══ RECORDS FOR PROCESSING
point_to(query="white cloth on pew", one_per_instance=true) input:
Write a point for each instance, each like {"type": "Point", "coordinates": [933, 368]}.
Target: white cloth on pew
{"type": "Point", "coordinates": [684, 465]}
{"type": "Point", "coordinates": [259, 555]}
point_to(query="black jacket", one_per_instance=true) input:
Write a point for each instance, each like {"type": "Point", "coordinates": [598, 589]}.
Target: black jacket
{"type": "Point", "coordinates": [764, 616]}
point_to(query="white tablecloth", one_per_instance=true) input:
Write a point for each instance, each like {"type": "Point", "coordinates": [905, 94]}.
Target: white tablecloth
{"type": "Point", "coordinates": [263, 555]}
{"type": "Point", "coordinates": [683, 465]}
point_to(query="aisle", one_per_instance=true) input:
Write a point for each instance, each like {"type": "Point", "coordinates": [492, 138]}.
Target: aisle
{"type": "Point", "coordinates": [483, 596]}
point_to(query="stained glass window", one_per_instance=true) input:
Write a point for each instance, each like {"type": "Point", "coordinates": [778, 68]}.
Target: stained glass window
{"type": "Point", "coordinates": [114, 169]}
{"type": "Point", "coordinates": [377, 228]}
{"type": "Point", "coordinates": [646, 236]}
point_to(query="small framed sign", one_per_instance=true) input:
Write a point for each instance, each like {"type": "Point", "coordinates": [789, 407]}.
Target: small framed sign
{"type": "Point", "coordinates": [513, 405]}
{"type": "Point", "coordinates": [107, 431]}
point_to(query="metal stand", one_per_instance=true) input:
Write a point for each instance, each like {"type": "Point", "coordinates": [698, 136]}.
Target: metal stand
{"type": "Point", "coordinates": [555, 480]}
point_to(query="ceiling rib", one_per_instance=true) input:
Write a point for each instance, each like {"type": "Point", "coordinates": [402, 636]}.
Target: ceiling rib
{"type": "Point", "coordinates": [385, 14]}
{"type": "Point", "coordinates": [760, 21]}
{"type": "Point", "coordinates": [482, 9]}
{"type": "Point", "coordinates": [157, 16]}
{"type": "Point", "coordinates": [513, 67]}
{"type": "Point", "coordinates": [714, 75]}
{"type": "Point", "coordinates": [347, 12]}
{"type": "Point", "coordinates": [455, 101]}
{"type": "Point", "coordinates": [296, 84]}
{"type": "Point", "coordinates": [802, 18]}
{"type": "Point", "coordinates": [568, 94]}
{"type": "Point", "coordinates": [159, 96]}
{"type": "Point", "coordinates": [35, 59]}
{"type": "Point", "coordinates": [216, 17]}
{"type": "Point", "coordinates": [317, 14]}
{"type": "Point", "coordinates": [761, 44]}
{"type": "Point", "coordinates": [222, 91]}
════
Output the whole listing above again, word for word.

point_to(query="white cloth on pew", one_per_instance=true) input:
Write a point for each instance, each like {"type": "Point", "coordinates": [933, 368]}.
Target: white cloth on pew
{"type": "Point", "coordinates": [684, 465]}
{"type": "Point", "coordinates": [259, 555]}
point_to(query="black jacket", one_per_instance=true) input:
Write a point for each instance, each like {"type": "Point", "coordinates": [598, 589]}.
Target: black jacket
{"type": "Point", "coordinates": [764, 616]}
point_to(query="white tablecloth", one_per_instance=true) input:
Write a point for each instance, each like {"type": "Point", "coordinates": [905, 94]}.
Target: white tablecloth
{"type": "Point", "coordinates": [263, 555]}
{"type": "Point", "coordinates": [683, 465]}
point_to(query="aisle", one_per_instance=true) input:
Write a point for each instance, each like {"type": "Point", "coordinates": [492, 138]}.
Target: aisle
{"type": "Point", "coordinates": [483, 596]}
point_to(query="stained glass window", one_per_instance=true) input:
Write a point for each instance, each like {"type": "Point", "coordinates": [778, 68]}.
Target: stained glass window
{"type": "Point", "coordinates": [114, 169]}
{"type": "Point", "coordinates": [377, 228]}
{"type": "Point", "coordinates": [646, 236]}
point_to(query="small framed sign", one_per_instance=true) input:
Write a point for each instance, each like {"type": "Point", "coordinates": [789, 407]}.
Target: small framed sign
{"type": "Point", "coordinates": [513, 405]}
{"type": "Point", "coordinates": [107, 431]}
point_to(query="metal stand", one_per_instance=true) input:
Write a point for each instance, each like {"type": "Point", "coordinates": [698, 136]}.
Target: metal stand
{"type": "Point", "coordinates": [555, 480]}
point_to(query="ceiling rib", one_per_instance=true) input:
Write a point for each instance, each like {"type": "Point", "coordinates": [402, 636]}.
Target: ceiling rib
{"type": "Point", "coordinates": [385, 14]}
{"type": "Point", "coordinates": [760, 21]}
{"type": "Point", "coordinates": [482, 9]}
{"type": "Point", "coordinates": [157, 16]}
{"type": "Point", "coordinates": [513, 67]}
{"type": "Point", "coordinates": [714, 75]}
{"type": "Point", "coordinates": [347, 12]}
{"type": "Point", "coordinates": [455, 101]}
{"type": "Point", "coordinates": [296, 84]}
{"type": "Point", "coordinates": [802, 18]}
{"type": "Point", "coordinates": [568, 94]}
{"type": "Point", "coordinates": [159, 96]}
{"type": "Point", "coordinates": [35, 59]}
{"type": "Point", "coordinates": [216, 17]}
{"type": "Point", "coordinates": [317, 14]}
{"type": "Point", "coordinates": [761, 44]}
{"type": "Point", "coordinates": [222, 91]}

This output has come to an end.